_Given passage_
== Segment start ==
At the start of my life, there was Hirson. Hirson is a city next to my hometown. It is not a very big city, but it is larger than the villages surrounding it. I was born in its maternity ward, but apart from it featuring on my identity card, Hirson has never been a city that I have felt particularly bound to. I have passed by the old buildings there on my way to the train station more times than I can count, always wondering what they were built for. My father explained to me that there were once hundreds of trains serviced in Hirson and that these buildings are all that remain from these times. I never stopped on my commute until a cold morning last October, when I found myself walking through these buildings, trying to understand their story.
A century ago, Hirson was a city of steam, where the rhythm of life was orchestrated by the arrival and departure of trains. Trains, coming from the north, carrying their merchandise through the entire country and the rest of Europe. Hirson lies at the middle point between the east and the north of France, meaning between two regions of steel, coal and all sorts of industry. In the midst of the 19th century, a train station was built here. With the development of the railway network, trains stopped here for maintenance and repairs, as well as to load and unload cargo. This small town became the pulsating heart between the north and the east, the second-most rail marshalling yard in the country after Paris. Technical progress does not stop for anyone or anything, however, and after powering Hirson, it left. In the 1930s, railway companies decided to create a direct line between the north and the east. The quicker and more powerful electric trains no longer needed to stop over. The important role Hirson played started to lapse and by the 1960s, the railway depot finally closed down.
== Segment end ==
_Extracted entries_
== Segment start ==
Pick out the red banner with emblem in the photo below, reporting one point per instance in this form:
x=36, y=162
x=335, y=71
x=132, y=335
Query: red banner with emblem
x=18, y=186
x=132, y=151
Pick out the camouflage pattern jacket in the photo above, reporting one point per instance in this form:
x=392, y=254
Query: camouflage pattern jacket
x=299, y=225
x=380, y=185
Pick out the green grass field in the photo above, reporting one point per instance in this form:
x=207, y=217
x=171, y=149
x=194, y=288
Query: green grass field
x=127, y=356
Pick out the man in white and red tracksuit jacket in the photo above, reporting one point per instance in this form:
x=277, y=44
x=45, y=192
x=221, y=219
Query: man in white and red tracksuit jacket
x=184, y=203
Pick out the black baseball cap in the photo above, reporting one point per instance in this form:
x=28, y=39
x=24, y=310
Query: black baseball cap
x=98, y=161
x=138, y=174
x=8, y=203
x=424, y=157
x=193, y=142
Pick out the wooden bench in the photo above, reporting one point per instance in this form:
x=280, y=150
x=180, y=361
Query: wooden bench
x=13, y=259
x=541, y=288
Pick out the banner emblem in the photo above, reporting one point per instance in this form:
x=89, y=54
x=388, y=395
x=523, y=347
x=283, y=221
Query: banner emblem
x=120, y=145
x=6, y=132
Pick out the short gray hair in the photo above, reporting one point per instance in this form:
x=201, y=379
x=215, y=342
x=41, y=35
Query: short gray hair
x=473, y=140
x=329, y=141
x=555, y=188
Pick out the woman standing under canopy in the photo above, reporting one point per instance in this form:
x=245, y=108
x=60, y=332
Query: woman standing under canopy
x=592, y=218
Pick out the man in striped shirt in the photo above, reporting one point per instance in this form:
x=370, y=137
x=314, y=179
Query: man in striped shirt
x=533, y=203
== Segment end ==
According to the passage about Hirson, in what decade did railway companies decide to create a direct line between the north and the east? Use only the text to answer.

_Result for this task_
The 1930s.